Written request ::
Copy all of the data below word for word, leaving every line and character unchanged.

-- START OF Dataset excerpts --

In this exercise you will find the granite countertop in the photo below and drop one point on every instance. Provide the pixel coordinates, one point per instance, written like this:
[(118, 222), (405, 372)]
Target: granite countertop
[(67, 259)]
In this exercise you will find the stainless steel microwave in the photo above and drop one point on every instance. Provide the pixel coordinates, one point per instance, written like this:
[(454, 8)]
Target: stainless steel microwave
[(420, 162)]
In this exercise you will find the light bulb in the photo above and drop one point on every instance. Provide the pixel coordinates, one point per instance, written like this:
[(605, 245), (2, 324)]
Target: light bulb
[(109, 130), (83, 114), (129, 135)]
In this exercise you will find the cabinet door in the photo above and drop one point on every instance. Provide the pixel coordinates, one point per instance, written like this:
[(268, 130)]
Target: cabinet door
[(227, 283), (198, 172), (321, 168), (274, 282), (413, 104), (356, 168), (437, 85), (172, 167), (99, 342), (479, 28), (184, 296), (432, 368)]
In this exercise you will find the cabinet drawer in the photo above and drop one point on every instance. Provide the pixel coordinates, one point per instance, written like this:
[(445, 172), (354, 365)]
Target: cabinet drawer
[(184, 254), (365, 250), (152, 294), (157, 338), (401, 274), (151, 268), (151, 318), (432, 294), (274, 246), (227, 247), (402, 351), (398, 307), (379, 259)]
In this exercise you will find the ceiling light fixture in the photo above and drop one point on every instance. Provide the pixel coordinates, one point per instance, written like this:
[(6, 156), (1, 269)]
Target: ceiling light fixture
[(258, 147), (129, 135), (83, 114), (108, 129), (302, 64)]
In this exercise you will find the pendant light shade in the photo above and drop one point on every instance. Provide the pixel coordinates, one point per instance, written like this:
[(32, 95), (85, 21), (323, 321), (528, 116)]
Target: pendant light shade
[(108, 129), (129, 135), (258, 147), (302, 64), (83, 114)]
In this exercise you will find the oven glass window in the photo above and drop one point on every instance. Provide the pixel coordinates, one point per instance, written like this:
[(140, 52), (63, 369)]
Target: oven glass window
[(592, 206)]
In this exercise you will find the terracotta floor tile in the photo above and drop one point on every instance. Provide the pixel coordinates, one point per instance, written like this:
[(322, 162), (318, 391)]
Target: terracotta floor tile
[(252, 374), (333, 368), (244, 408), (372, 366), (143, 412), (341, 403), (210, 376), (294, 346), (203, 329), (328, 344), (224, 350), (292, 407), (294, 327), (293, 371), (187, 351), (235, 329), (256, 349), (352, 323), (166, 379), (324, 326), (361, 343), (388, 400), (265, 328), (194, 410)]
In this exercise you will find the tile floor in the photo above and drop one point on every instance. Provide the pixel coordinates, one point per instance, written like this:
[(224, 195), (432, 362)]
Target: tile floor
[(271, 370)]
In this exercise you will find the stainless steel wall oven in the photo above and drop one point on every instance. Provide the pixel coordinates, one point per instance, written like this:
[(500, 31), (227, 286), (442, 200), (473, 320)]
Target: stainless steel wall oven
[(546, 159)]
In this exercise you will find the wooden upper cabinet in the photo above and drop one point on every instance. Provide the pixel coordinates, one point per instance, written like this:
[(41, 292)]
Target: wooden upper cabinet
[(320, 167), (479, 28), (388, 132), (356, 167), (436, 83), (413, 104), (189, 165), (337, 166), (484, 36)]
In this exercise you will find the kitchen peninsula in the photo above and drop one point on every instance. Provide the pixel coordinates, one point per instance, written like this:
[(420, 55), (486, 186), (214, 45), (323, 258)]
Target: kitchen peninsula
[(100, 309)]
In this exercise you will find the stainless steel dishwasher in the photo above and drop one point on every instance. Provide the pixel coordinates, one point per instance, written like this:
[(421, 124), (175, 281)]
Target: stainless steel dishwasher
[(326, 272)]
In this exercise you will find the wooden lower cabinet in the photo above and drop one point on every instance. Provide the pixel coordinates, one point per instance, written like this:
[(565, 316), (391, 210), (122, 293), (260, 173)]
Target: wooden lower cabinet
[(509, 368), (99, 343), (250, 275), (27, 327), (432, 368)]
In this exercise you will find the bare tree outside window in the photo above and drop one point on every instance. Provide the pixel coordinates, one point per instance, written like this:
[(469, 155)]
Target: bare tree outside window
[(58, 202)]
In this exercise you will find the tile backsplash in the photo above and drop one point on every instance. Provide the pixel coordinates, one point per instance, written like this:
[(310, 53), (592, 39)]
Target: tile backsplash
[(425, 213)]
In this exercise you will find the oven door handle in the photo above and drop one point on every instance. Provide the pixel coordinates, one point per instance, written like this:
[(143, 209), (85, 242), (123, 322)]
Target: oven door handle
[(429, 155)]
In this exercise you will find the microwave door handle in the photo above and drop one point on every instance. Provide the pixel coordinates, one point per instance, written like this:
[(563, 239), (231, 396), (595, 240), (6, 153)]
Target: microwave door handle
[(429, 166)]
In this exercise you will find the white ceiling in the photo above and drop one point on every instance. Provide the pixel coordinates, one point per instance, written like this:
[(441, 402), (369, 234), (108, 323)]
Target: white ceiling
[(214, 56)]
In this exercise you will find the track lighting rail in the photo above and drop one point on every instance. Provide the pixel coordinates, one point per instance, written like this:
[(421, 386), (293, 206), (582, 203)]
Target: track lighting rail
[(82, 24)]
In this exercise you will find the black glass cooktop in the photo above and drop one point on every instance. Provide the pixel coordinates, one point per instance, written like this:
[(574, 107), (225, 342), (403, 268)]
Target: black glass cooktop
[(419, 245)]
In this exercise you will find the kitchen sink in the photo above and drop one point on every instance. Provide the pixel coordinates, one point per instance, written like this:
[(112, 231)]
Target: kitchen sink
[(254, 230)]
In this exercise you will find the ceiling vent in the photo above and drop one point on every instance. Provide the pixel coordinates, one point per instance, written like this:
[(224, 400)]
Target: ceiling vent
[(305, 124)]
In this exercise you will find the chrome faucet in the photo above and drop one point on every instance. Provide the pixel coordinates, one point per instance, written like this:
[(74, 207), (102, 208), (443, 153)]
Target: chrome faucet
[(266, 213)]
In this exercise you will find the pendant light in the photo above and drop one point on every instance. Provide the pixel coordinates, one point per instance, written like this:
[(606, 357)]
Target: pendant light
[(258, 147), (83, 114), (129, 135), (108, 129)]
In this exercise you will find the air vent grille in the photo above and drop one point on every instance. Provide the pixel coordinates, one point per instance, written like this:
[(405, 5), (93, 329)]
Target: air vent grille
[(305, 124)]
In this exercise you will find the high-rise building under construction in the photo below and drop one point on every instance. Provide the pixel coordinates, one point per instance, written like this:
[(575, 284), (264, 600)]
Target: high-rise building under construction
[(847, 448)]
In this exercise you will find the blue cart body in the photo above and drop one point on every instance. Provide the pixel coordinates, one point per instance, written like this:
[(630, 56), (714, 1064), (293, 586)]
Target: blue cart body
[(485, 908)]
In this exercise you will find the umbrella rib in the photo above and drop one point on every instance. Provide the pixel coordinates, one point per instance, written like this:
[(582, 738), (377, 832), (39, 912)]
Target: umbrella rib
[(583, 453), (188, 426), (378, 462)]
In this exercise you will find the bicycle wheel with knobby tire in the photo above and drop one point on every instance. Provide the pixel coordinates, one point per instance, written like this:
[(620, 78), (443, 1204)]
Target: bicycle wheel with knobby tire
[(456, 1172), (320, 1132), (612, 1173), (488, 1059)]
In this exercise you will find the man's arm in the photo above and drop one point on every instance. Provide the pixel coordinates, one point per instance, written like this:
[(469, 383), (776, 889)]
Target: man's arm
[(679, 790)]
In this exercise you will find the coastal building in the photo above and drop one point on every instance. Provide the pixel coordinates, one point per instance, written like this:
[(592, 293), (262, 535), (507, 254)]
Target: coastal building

-- END OF Dataset excerpts --

Finished task ::
In this exercise you will find the granite countertop in the photo below and drop one point on every instance. Provide the pixel coordinates, one point per instance, written like this:
[(118, 222), (405, 372)]
Target: granite countertop
[(67, 259)]
In this exercise you will find the stainless steel microwave in the photo above and drop one point on every instance. Provide the pixel coordinates, one point per instance, written like this:
[(454, 8)]
Target: stainless steel microwave
[(420, 162)]
In this exercise you will find the light bulb in the photo above and drop one point on every instance. Provide the pixel coordinates, one point per instance, written like this:
[(605, 245), (2, 324)]
Target: light bulb
[(109, 130), (83, 114), (129, 135)]
In this exercise you will find the cabinet door in the photo above and drop one point on every instance. Provide the pixel coordinates, one point per instance, written like this:
[(268, 130)]
Target: cabinet door
[(227, 283), (198, 172), (321, 168), (274, 282), (413, 104), (356, 168), (437, 85), (172, 167), (99, 342), (479, 28), (184, 296), (432, 368)]
In this exercise you will find the cabinet drawer in the photo above and drop one point on every instance. Provide the pixel coordinates, one point per instance, written like this:
[(445, 172), (354, 365)]
Target: cabinet drawer
[(184, 254), (365, 250), (152, 294), (157, 338), (401, 274), (151, 268), (151, 318), (432, 294), (274, 246), (227, 247), (402, 351), (398, 307), (379, 259)]
In this exercise you will find the ceiling light fixture in the photo above and drop one point on every instance. Provide the pixel coordinates, one point per instance, written like this:
[(6, 156), (1, 269)]
Target: ceiling light fixture
[(258, 147), (129, 135), (83, 114), (108, 129), (302, 64)]
In this exercise you will find the pendant light shade in the photo above and drop one point on every instance. Provide the pixel coordinates, one point per instance, written like this:
[(32, 95), (85, 21), (323, 321), (528, 116)]
Target: pendant light shade
[(108, 129), (129, 135), (258, 147), (302, 64), (83, 114)]
In this exercise you will find the oven glass window in the photo above and drop one point on every instance. Provide the pixel coordinates, one point per instance, written like this:
[(140, 52), (63, 369)]
Target: oven glass window
[(592, 206)]
In this exercise you will find the terracotta floor tile in the photo above and drop one point on every instance. Provide the pixel coordinates, one point per instance, written like this:
[(322, 162), (318, 391)]
Target: terracotta floor tile
[(252, 374), (333, 368), (244, 408), (372, 366), (143, 412), (341, 403), (210, 376), (294, 346), (203, 329), (328, 344), (224, 350), (292, 407), (294, 327), (293, 371), (187, 351), (235, 329), (256, 349), (352, 323), (166, 379), (324, 326), (361, 343), (388, 400), (265, 328), (194, 410)]
In this exercise you will find the tile floor in the photo above and drop one point on every instance. Provide the pixel coordinates, one point per instance, written like this:
[(224, 195), (432, 362)]
Target: tile floor
[(271, 370)]
In this exercise you will find the stainless steel wall oven in the photo above and drop one point on every instance. Provide the pixel coordinates, one point per instance, written like this:
[(500, 31), (227, 286), (442, 200), (473, 320)]
Target: stainless steel wall oven
[(546, 159)]
In this exercise you will find the wooden upper cabinet in the photo above and drop one point on every instance. Provide the pixel coordinates, one point per instance, written like this:
[(41, 292)]
Target: wooden upper cabinet
[(320, 167), (479, 28), (388, 132), (356, 167), (436, 83), (413, 104), (189, 165), (337, 166), (484, 36)]
In this exercise you will find the kitchen peninsula in the photo above and drop one point on every instance. Provide the pixel coordinates, one point per instance, written like this:
[(420, 55), (486, 186), (214, 45), (323, 258)]
Target: kitchen peninsula
[(100, 309)]
In this exercise you will find the stainless steel dishwasher in the photo above and drop one point on every instance. Provide the pixel coordinates, one point per instance, written like this:
[(421, 124), (175, 281)]
Target: stainless steel dishwasher
[(326, 272)]
In this exercise you will find the wooden lower cabinet in the photo above and drop one point on every instance. Provide the pixel coordinates, one point per instance, written like this:
[(565, 316), (391, 210), (122, 293), (260, 173)]
Target: wooden lower cabinet
[(509, 368), (99, 343), (250, 275), (27, 327), (432, 368)]
In this exercise you will find the bare tree outside window in the photo above and drop one point on every instance. Provide the pixel coordinates, one point per instance, written like this:
[(469, 155)]
Target: bare tree outside window
[(58, 202)]
In this exercise you will find the tile backsplash in the photo above and drop one point on every instance. Provide the pixel coordinates, one point per instance, written like this:
[(310, 53), (592, 39)]
Target: tile backsplash
[(425, 213)]
In this exercise you will find the oven door handle in the photo above and drop one point on every instance. Provide the pixel coordinates, one point per instance, written like this:
[(143, 209), (85, 242), (123, 322)]
Target: oven door handle
[(429, 155)]
In this exercise you will find the microwave door handle in the photo above and drop one point on every instance. Provide the pixel coordinates, one point per instance, written like this:
[(563, 239), (231, 396), (595, 240), (6, 153)]
Target: microwave door handle
[(429, 166)]
In this exercise you will find the white ceiling in the photo above and drop one point on every instance. Provide the pixel coordinates, one point per instance, written like this:
[(441, 402), (369, 234), (108, 323)]
Target: white ceiling
[(214, 56)]
In this exercise you will find the track lighting rail in the photo above and drop one point on every instance. Provide the pixel coordinates, one point per instance, written like this:
[(421, 386), (293, 206), (582, 203)]
Target: track lighting rail
[(82, 24)]
In this exercise you will find the black glass cooktop in the photo above and drop one point on every instance. Provide the pixel coordinates, one point per instance, written like this:
[(574, 107), (225, 342), (403, 268)]
Target: black glass cooktop
[(419, 245)]
In this exercise you will find the kitchen sink in the photo above and drop one point on every instance. Provide the pixel coordinates, one point per instance, written like this:
[(112, 231)]
Target: kitchen sink
[(254, 230)]
In this exercise you will find the ceiling vent in the photo above and drop one point on every instance. Provide the pixel coordinates, one point per instance, written like this:
[(224, 400)]
Target: ceiling vent
[(305, 124)]
In this exercise you will find the chrome faucet in the photo above and drop one point on every instance. Provide the pixel coordinates, one point per instance, written like this:
[(74, 207), (102, 208), (443, 153)]
Target: chrome faucet
[(266, 213)]
In this exercise you will find the pendant light in the photo above and drop one point on every instance. Provide the pixel coordinates, one point per instance, written like this:
[(606, 357)]
Target: pendant light
[(258, 147), (83, 114), (129, 135), (108, 129)]
In this exercise you will find the air vent grille in the photo above and drop one point on every instance. Provide the pixel coordinates, one point per instance, written like this:
[(405, 5), (93, 329)]
Target: air vent grille
[(305, 124)]
In this exercise you will find the high-rise building under construction in the photo below and drop one point on every instance. Provide the pixel coordinates, one point per instance, written like this:
[(575, 284), (264, 600)]
Target: high-rise building under construction
[(847, 448)]
In this exercise you will find the blue cart body in the photo above and drop one point on every instance. Provide the pixel coordinates, one point per instance, written like this:
[(630, 56), (714, 1064), (293, 586)]
Target: blue cart body
[(485, 908)]
In this exercise you will find the umbrella rib in the photo above and drop one point on every instance. Provide the pixel coordinates, one point per instance, written like this:
[(582, 738), (377, 832), (39, 912)]
Target: umbrella rib
[(583, 453), (188, 426), (378, 462)]
In this exercise you will find the bicycle wheel with knobby tire in the photo above and drop one point on every instance. Provide the pixel coordinates, one point per instance, written like this:
[(620, 78), (443, 1204)]
Target: bicycle wheel with knobby tire
[(456, 1172), (320, 1132), (612, 1173), (488, 1059)]
In this exercise you will find the man's arm in the photo above and drop one point on every instance. Provide the pixel coordinates, one point per instance, written like this:
[(469, 383), (776, 889)]
Target: man's arm
[(679, 790)]
In this exercise you will find the coastal building in the photo above and drop one point on every instance. Provide the pixel coordinates, one point per instance, written like this:
[(592, 293), (262, 535), (507, 254)]
Target: coastal building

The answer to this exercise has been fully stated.